Provided records
##############################

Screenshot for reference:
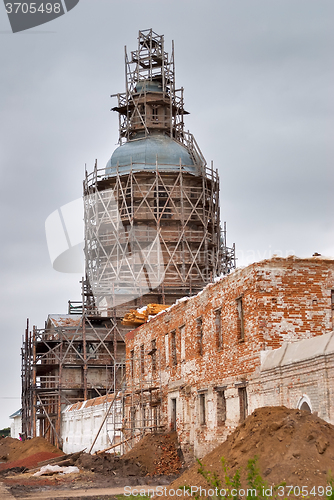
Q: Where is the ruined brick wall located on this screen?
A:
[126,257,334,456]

##############################

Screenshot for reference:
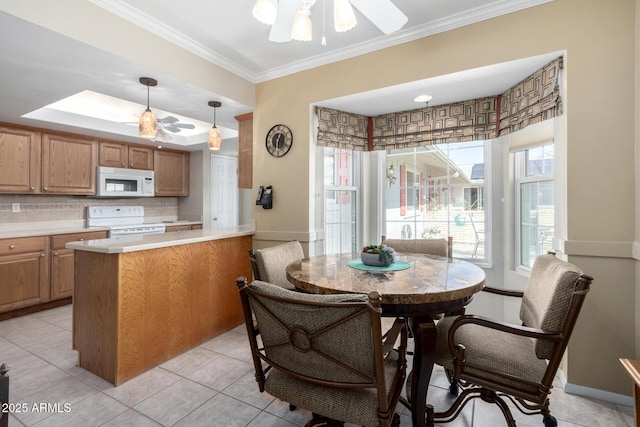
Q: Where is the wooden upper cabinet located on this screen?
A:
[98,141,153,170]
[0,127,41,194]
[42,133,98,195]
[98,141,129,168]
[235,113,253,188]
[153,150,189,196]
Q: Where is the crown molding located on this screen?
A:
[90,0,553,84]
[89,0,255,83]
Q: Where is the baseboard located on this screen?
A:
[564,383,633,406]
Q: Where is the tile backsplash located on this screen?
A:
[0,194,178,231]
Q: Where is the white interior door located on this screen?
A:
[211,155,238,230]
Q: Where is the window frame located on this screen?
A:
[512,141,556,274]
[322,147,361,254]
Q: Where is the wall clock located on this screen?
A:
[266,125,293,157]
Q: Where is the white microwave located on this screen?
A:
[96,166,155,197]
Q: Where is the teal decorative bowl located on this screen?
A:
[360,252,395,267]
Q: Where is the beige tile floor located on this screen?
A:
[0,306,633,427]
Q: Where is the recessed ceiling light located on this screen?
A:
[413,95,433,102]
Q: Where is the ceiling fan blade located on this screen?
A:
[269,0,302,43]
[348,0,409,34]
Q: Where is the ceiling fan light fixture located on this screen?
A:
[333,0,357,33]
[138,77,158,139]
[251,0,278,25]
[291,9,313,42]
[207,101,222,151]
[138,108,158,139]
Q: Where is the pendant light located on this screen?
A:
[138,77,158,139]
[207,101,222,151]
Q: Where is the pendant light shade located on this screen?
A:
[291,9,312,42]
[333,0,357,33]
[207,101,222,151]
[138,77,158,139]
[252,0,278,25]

##############################

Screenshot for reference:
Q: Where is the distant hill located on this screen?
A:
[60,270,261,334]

##############################

Copy out the data above verbatim, from the line containing "Q: Where is the crown" through the line containing "[348,0,409,34]", both lines included.

Q: Where is the crown molding located on this screen?
A:
[90,0,553,84]
[89,0,255,83]
Q: Where is the baseboard located on this screen?
A:
[564,383,633,406]
Q: Where is the tile backsplash located on this screen?
A:
[0,194,178,231]
Q: Where is the white interior door located on this screen?
A:
[211,155,238,230]
Q: Where is the window frame located on this screen?
A:
[512,141,556,274]
[322,147,361,254]
Q: Where is the wall clock located on this screen?
A:
[266,125,293,157]
Q: Where is the white microwave located on this screen?
A:
[96,166,155,197]
Q: Where is the teal decorative bowl located on this screen?
A:
[360,252,395,267]
Q: Where is the beige tile floor located on this screen?
A:
[0,306,633,427]
Q: Where is the recessed ceiling light located on this screen?
A:
[413,95,433,102]
Q: Where is the ceiling fan blade located on this screen?
A:
[269,0,302,43]
[348,0,409,34]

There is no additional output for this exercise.